→ **WHAT YOU NEED TO DO**
Transcribe every entry exactly; the images stay out.

· · · ·

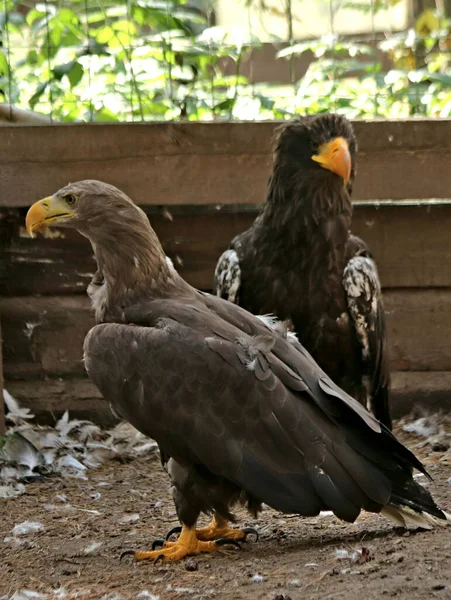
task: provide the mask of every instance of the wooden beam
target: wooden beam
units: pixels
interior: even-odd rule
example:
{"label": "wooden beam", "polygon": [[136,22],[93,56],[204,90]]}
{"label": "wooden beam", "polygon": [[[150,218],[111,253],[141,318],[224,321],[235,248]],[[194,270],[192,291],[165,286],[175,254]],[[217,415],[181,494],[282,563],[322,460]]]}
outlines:
{"label": "wooden beam", "polygon": [[[142,205],[260,204],[279,124],[5,126],[0,205],[29,206],[87,178],[117,185]],[[354,127],[355,200],[449,196],[450,119],[355,121]]]}
{"label": "wooden beam", "polygon": [[[451,289],[393,289],[384,294],[394,371],[451,371]],[[2,299],[8,379],[84,374],[83,340],[94,324],[83,295]]]}
{"label": "wooden beam", "polygon": [[[54,424],[64,411],[72,418],[91,419],[103,427],[117,422],[109,405],[87,377],[71,379],[10,380],[8,388],[24,408],[29,408],[37,422]],[[392,410],[398,418],[415,407],[428,411],[451,410],[451,372],[392,373]]]}
{"label": "wooden beam", "polygon": [[[144,208],[181,275],[203,290],[211,289],[223,250],[250,226],[258,211],[198,206],[173,207],[168,214]],[[0,209],[2,222],[0,295],[85,293],[95,264],[84,237],[54,229],[58,237],[31,239],[24,229],[23,209]],[[451,287],[451,203],[362,203],[354,208],[352,230],[369,244],[385,289]]]}
{"label": "wooden beam", "polygon": [[0,314],[0,435],[4,435],[6,431],[5,423],[5,403],[3,400],[3,339],[2,339],[2,326],[1,326],[1,314]]}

· · · ·

→ **PROBLEM SOLUTION**
task: provide the mask of every instance of the wooden beam
target: wooden beam
units: pixels
interior: even-odd rule
example:
{"label": "wooden beam", "polygon": [[136,22],[93,56],[204,90]]}
{"label": "wooden beam", "polygon": [[[150,218],[111,253],[141,318],[224,321],[235,248]],[[194,270],[192,291],[165,286],[175,254]],[[217,415],[181,494],[282,563],[322,460]]]}
outlines:
{"label": "wooden beam", "polygon": [[[142,205],[260,204],[279,124],[5,126],[0,205],[29,206],[87,178],[117,185]],[[354,127],[355,200],[449,196],[450,119],[355,121]]]}
{"label": "wooden beam", "polygon": [[[451,289],[393,289],[384,294],[394,371],[451,371]],[[2,299],[8,379],[84,374],[83,340],[94,324],[83,295]]]}
{"label": "wooden beam", "polygon": [[[54,424],[64,411],[72,418],[91,419],[103,427],[117,422],[109,405],[87,377],[71,379],[10,380],[8,388],[24,408],[29,408],[37,422]],[[392,410],[398,418],[415,407],[428,411],[451,410],[451,372],[392,373]]]}
{"label": "wooden beam", "polygon": [[[144,208],[181,275],[203,290],[211,289],[223,250],[250,226],[258,211],[198,206],[173,207],[168,214]],[[0,209],[2,222],[0,295],[85,293],[95,264],[84,237],[54,229],[58,237],[31,239],[24,229],[23,209]],[[451,287],[451,203],[362,203],[354,208],[352,230],[369,244],[385,289]]]}
{"label": "wooden beam", "polygon": [[0,314],[0,435],[4,435],[6,431],[5,423],[5,403],[3,400],[3,339],[2,339],[2,326],[1,326],[1,314]]}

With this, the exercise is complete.